Excerpted passage ▸
--- START ---

Subsequently when Sita is brought before Rama after the war with Ravana has ended, Rama insults her and rejects her publicly, telling her he does not want to see her, her sight is as unpleasant to him as light is to a man suffering from an eye-disease. He asks her to go and live with whomever she chooses – Lakshmana, Bharata, Shatrughna, Sugreeva, Vibhishana or whoever else. She responds by declaring her purity in strong words and her decision not to live thus humiliated by Rama. She asks Lakshmana to prepare for her a pyre – the word she uses, chita, means only one thing: a funeral pyre – and jumps into it, with a prayer to the Fire god on her lips in the name of her chastity and constancy towards Rama. This is what we commonly understand as the agnipariksha, Sita’s ordeal by fire. Whatever it is, whether is an ordeal or an attempt to end her life, it is not on the orders of Rama that she does it, but on her own. Just as the decision to go to the jungle with Rama is her decision, the decision to jump into fire too is her own.
Sita’s iron will is never displayed more clearly than in the last scene of her life. Summoned by Rama, she accompanies Valmiki to Rama’s temporary assembly in Naimisharanya where he is performing the horse sacrifice. She is in Rama’s presence after sixteen long years – she had last met him in her palace gardens in Ayodhya the evening before he abandons her. That evening was one of domestic bliss and tender love. Rama practically forces her to ask for something she wishes – a pregnant woman’s wish, for she is five months pregnant – and after refusing many times, telling she does not want anything, at length she expresses a wish to visit Valmiki’s ashram. He promises to fulfil her wish the very next day. It is that night that Rama hears of the rumours among common people of Ayodhya about her chastity and decides to abandon her. He calls Lakshmana and commands him to take her and leave her in the forest. When she comes to his assembly in Naimisharanya, it is the first time she is in his presence since that sweet evening of sixteen years ago in Ayodhya.

--- END ---

The data ▸

--- START ---

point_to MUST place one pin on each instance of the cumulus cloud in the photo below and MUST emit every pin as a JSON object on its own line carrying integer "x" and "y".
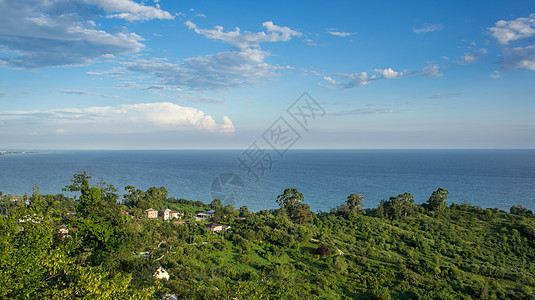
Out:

--- END ---
--- START ---

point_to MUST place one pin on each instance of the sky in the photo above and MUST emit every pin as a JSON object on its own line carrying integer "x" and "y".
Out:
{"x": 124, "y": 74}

--- END ---
--- START ---

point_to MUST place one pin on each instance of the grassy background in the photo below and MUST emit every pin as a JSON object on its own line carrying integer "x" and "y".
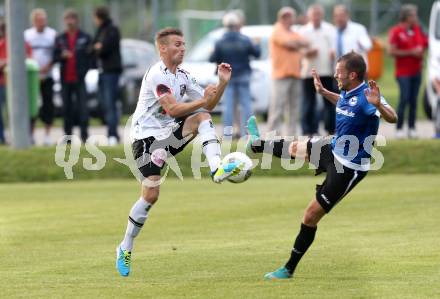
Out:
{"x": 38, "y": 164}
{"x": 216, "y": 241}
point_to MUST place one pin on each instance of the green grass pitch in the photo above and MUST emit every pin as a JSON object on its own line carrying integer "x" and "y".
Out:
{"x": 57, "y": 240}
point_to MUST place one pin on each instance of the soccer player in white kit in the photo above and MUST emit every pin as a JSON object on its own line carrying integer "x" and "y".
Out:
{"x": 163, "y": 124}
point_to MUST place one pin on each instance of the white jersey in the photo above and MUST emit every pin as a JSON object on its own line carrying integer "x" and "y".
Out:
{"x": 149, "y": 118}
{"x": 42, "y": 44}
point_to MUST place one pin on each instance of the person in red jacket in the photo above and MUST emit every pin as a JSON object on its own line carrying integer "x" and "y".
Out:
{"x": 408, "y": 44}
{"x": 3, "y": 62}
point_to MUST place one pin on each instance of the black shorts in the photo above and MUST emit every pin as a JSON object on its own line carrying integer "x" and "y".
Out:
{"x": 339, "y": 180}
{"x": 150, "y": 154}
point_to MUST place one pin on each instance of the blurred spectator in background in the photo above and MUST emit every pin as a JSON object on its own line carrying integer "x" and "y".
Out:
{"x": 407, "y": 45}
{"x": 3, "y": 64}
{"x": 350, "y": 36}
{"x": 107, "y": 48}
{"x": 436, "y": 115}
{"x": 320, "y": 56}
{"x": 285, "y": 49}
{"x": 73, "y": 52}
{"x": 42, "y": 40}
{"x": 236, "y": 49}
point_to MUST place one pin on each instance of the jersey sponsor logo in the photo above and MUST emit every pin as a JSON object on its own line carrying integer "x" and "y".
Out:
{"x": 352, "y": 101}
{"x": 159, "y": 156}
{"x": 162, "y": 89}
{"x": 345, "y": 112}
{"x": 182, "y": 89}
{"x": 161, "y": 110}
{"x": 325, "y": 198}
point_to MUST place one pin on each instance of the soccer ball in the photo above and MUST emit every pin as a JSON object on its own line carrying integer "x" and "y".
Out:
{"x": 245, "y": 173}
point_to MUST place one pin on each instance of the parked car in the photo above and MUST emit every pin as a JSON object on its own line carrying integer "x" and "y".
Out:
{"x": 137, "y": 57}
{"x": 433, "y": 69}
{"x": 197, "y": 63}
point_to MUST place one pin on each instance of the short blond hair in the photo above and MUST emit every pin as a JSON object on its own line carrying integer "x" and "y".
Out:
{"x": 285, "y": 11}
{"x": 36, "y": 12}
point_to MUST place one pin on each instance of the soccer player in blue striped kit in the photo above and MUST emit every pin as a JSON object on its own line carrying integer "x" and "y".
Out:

--- END ---

Exercise instructions ▸ Copy out the passage on Sita's ordeal by fire and her last meeting with Rama in full, word for word.

Task response ▸
Subsequently when Sita is brought before Rama after the war with Ravana has ended, Rama insults her and rejects her publicly, telling her he does not want to see her, her sight is as unpleasant to him as light is to a man suffering from an eye-disease. He asks her to go and live with whomever she chooses – Lakshmana, Bharata, Shatrughna, Sugreeva, Vibhishana or whoever else. She responds by declaring her purity in strong words and her decision not to live thus humiliated by Rama. She asks Lakshmana to prepare for her a pyre – the word she uses, chita, means only one thing: a funeral pyre – and jumps into it, with a prayer to the Fire god on her lips in the name of her chastity and constancy towards Rama. This is what we commonly understand as the agnipariksha, Sita’s ordeal by fire. Whatever it is, whether is an ordeal or an attempt to end her life, it is not on the orders of Rama that she does it, but on her own. Just as the decision to go to the jungle with Rama is her decision, the decision to jump into fire too is her own.
Sita’s iron will is never displayed more clearly than in the last scene of her life. Summoned by Rama, she accompanies Valmiki to Rama’s temporary assembly in Naimisharanya where he is performing the horse sacrifice. She is in Rama’s presence after sixteen long years – she had last met him in her palace gardens in Ayodhya the evening before he abandons her. That evening was one of domestic bliss and tender love. Rama practically forces her to ask for something she wishes – a pregnant woman’s wish, for she is five months pregnant – and after refusing many times, telling she does not want anything, at length she expresses a wish to visit Valmiki’s ashram. He promises to fulfil her wish the very next day. It is that night that Rama hears of the rumours among common people of Ayodhya about her chastity and decides to abandon her. He calls Lakshmana and commands him to take her and leave her in the forest. When she comes to his assembly in Naimisharanya, it is the first time she is in his presence since that sweet evening of sixteen years ago in Ayodhya.